Quant à Béraud, il fit mieux, fort en gueule et vêtu comme un dandy dans le Lyon mille neuf cents, je crois qu’on peut sérieusement avancer qu’il se prit pour Balzac, encouragé en cela par une cour de fidèles admirateurs.

Puis les lectures qu’on fit du vaillant Honoré perdirent cette espèce de naïveté très Belle Epoque, très autodidacte. Les universitaires d’après-guerre, c’est triste à dire, avaient pris le pouvoir sur le monde des Lettres : à l’ombre soit d’un grand Wurmser, soit d’un grand Bardèche, les lectures de Balzac étaient devenues informées, idéologiques, partisanes : Valéry et sa marquise sortant à cinq heures étaient aussi passés par là, l’ancienne société dépeinte par Balzac avait été balayée par une guerre mondiale, une crise économique, une seconde guerre mondiale, Proust et Céline avaient parachevé le tout, l’un ayant conté le choléra qui avait frappé ses cimes, l’autre la gangrène qui avait dépecé sa base. Dans les facs ouvertes à tous les vents de l’après soixante-huit, on continuait à parler de Lucien de Rubempré et de Coralie, de César Birotteau et de Louis Lambert, de Madame de Mortsauf et de Vautrin comme de personnages réalistes. Soit. Mais qui, franchement, s’attendait encore à les rencontrer dans une station service ou sur un quai de métro ? Le sérieux Genette nous avait-il pas à tous expliquer en plusieurs tomes qu’il ne fallait plus confondre la personne avec le personnage ? Et la bataille contre l’Etat-civil, avec le temps écoulé et tant de thèses expirées, avait cessé, faute de combattants.

Documents fournis:
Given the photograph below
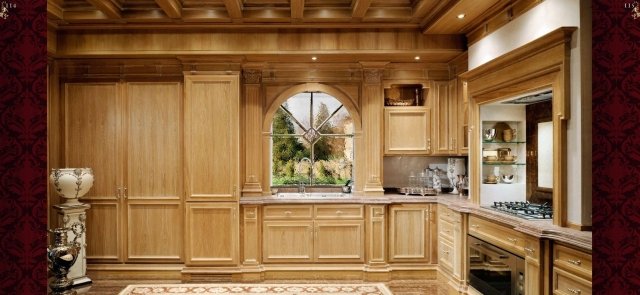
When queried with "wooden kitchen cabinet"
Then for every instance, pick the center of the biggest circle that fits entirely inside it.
(572, 271)
(444, 124)
(407, 130)
(499, 235)
(413, 233)
(334, 233)
(212, 234)
(212, 128)
(450, 237)
(534, 281)
(129, 134)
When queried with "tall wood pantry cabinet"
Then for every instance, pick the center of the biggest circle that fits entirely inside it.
(212, 126)
(130, 134)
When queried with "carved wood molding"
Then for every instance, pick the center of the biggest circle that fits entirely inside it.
(372, 76)
(540, 64)
(252, 76)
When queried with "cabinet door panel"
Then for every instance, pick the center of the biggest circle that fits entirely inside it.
(444, 109)
(154, 140)
(211, 137)
(408, 233)
(339, 241)
(376, 234)
(287, 241)
(212, 234)
(92, 127)
(154, 232)
(103, 234)
(407, 130)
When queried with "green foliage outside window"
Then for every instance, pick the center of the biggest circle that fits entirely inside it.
(332, 151)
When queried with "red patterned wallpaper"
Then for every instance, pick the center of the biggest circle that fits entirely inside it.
(616, 147)
(23, 147)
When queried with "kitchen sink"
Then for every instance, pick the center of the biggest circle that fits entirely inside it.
(313, 195)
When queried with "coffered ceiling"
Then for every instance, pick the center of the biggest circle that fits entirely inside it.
(428, 16)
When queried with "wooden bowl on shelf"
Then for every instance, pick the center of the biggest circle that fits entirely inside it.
(398, 102)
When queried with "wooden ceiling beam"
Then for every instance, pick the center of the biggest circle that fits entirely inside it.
(54, 11)
(206, 15)
(328, 15)
(422, 8)
(173, 8)
(399, 14)
(107, 7)
(234, 8)
(297, 9)
(437, 12)
(359, 8)
(82, 16)
(267, 15)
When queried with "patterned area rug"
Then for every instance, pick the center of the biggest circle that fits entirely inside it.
(258, 289)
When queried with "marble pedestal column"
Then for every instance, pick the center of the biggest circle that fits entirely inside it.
(74, 217)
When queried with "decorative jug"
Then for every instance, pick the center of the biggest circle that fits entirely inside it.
(61, 255)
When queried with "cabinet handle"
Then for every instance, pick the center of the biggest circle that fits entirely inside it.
(574, 291)
(576, 262)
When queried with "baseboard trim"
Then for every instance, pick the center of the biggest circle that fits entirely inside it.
(134, 271)
(262, 272)
(579, 227)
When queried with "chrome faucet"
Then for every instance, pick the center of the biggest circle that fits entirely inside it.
(301, 188)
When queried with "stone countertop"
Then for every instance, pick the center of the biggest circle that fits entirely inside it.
(536, 228)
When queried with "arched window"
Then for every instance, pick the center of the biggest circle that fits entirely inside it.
(311, 141)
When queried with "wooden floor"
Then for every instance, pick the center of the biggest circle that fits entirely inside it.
(398, 287)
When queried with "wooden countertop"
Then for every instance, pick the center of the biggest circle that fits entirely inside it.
(537, 228)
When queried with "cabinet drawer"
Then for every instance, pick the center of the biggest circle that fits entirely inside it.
(572, 260)
(567, 284)
(532, 248)
(448, 214)
(288, 212)
(339, 211)
(497, 234)
(445, 229)
(445, 254)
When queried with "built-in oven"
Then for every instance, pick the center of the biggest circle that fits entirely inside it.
(494, 271)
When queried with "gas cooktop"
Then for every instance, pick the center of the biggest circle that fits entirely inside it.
(524, 210)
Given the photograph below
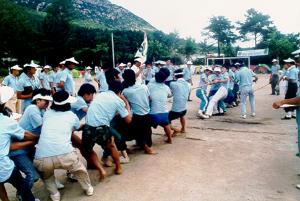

Travail à faire:
[1] Traduisez en anglais cette phrase du texte sur Balzac : « Et la bataille contre l’Etat-civil, avec le temps écoulé et tant de thèses expirées, avait cessé, faute de combattants. »
[2] Mettez à jour le passage du texte sur Balzac qui commence par les mots contenant « Quant à Béraud, il » et se termine par « de fidèles admirateurs. », en remplaçant « dandy » par « gandin ».
La liste n'a aucun lien avec le texte sur Balzac.

Les réponses:
[1] And the battle against the civil registry, with the passage of time and so many theses expired, had ceased for lack of combatants.

[2]
Quant à Béraud, il fit mieux, fort en gueule et vêtu comme un gandin dans le Lyon mille neuf cents, je crois qu’on peut sérieusement avancer qu’il se prit pour Balzac, encouragé en cela par une cour de fidèles admirateurs.